**WHAT YOU ARE ASKED TO DO**.
Take all the material and copy it exactly.
***** ITEMS *****
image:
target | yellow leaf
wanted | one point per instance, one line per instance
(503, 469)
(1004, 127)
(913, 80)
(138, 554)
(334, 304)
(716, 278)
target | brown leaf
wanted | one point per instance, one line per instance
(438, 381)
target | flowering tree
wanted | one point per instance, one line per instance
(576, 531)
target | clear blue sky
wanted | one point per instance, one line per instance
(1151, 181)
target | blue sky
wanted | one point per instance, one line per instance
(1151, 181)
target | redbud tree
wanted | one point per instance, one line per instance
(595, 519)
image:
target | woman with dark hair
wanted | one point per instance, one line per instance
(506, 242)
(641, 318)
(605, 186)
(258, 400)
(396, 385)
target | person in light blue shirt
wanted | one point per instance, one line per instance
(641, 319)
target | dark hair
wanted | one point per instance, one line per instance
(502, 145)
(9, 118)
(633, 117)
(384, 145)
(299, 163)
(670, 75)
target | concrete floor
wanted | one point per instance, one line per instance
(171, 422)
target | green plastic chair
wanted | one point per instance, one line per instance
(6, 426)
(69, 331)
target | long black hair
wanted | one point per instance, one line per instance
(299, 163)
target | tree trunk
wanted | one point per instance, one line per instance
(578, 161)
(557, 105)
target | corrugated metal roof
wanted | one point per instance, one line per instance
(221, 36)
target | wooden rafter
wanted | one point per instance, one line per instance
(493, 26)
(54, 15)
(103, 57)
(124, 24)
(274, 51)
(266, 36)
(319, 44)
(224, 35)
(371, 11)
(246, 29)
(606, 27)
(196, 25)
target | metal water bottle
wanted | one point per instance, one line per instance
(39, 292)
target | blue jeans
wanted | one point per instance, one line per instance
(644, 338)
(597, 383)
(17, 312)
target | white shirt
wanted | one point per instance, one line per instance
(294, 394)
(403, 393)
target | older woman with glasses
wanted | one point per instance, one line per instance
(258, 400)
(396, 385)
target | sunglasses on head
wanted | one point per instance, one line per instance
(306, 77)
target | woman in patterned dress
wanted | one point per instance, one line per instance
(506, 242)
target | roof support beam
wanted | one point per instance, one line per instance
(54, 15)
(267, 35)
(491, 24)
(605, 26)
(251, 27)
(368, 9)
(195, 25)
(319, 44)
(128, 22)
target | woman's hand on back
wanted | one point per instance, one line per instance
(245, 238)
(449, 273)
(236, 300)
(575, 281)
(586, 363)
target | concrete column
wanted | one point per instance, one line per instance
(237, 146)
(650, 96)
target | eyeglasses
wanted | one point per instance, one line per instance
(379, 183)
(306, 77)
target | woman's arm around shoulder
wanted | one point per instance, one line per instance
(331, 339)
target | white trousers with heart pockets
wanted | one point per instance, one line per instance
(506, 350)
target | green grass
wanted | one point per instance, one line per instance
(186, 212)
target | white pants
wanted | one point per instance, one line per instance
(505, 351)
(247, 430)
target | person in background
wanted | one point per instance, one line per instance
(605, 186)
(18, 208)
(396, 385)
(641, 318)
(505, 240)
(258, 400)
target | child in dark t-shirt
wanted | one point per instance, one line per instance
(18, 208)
*****
**FINISHED ANSWER**.
image:
target | yellow leaf
wanted | one point per instance, one line per instance
(503, 469)
(1004, 127)
(913, 80)
(138, 554)
(334, 304)
(716, 278)
target | brown leaf
wanted | one point per instance, one line per instance
(438, 381)
target | flowering tree
wanted | one point per instance, one line per instance
(576, 531)
target | clear blue sky
wanted | one point per instance, one line per instance
(1151, 181)
target | blue sky
wanted | one point per instance, one line per instance
(1151, 181)
target | redbud tree
wanted | one point per instance, one line per instance
(595, 519)
image:
target | woman with dark hair
wanted | one point per instance, one line per instance
(506, 242)
(641, 318)
(605, 186)
(258, 400)
(396, 385)
target | person in light blue shirt
wanted | one point per instance, one line per instance
(641, 319)
target | dark hair
wanted | one point per instance, one line per instance
(502, 145)
(9, 118)
(633, 117)
(384, 145)
(299, 163)
(670, 75)
target | concrete floor
wanted | one point per instance, one line per instance
(171, 422)
target | green plastic chair
wanted | one point per instance, one line per instance
(6, 426)
(69, 331)
target | long black hair
wanted | one point per instance, one line per instance
(299, 163)
target | tree trunk
wanted | one point per instance, one line per instance
(578, 161)
(557, 105)
target | corrugated metal roof
wanted | one point per instance, one line per instance
(221, 36)
target | wooden rafter
wanted | one point per instance, one line per instance
(493, 26)
(54, 15)
(103, 57)
(124, 24)
(274, 51)
(266, 36)
(319, 44)
(224, 35)
(371, 11)
(246, 29)
(606, 27)
(196, 25)
target | metal water bottle
wanted | one point per instance, one line per instance
(39, 292)
target | blue jeans
wanted | one point per instance, one line per instance
(644, 338)
(597, 383)
(17, 312)
target | white shirt
wanted | one point per instance, one line per instance
(294, 394)
(403, 393)
target | older woman with glasses
wanted | one point per instance, one line per instance
(258, 400)
(396, 385)
target | sunglasses on head
wanted | one point per instance, one line per instance
(306, 77)
target | woman in patterned dress
wanted | one point per instance, one line per instance
(506, 242)
target | roof support beam
wanted | one point per instance, one line per instance
(54, 15)
(267, 35)
(491, 24)
(605, 26)
(251, 27)
(368, 9)
(195, 25)
(319, 44)
(128, 22)
target | woman's hand on back
wanted | one point per instance, one line per instance
(245, 238)
(449, 273)
(236, 300)
(575, 281)
(586, 363)
target | concrete column
wanted | one point per instance, one line per instance
(237, 146)
(650, 96)
target | eyeglasses
wanted | one point per instance, one line per instance
(379, 183)
(306, 77)
target | woman's arm around shoulder
wanted | one point per instance, one line per instance
(331, 339)
target | white trousers with heart pockets
wanted | one point per instance, one line per instance
(506, 350)
target | green grass
wanted | one point per instance, one line per instance
(186, 212)
target | white pants
wanted | one point per instance, one line per instance
(505, 351)
(247, 430)
target | person in background
wanted | one point per instance, one line per instance
(605, 186)
(18, 208)
(396, 385)
(641, 318)
(505, 240)
(258, 400)
target | child in dark t-shirt
wanted | one point per instance, one line per instance
(18, 208)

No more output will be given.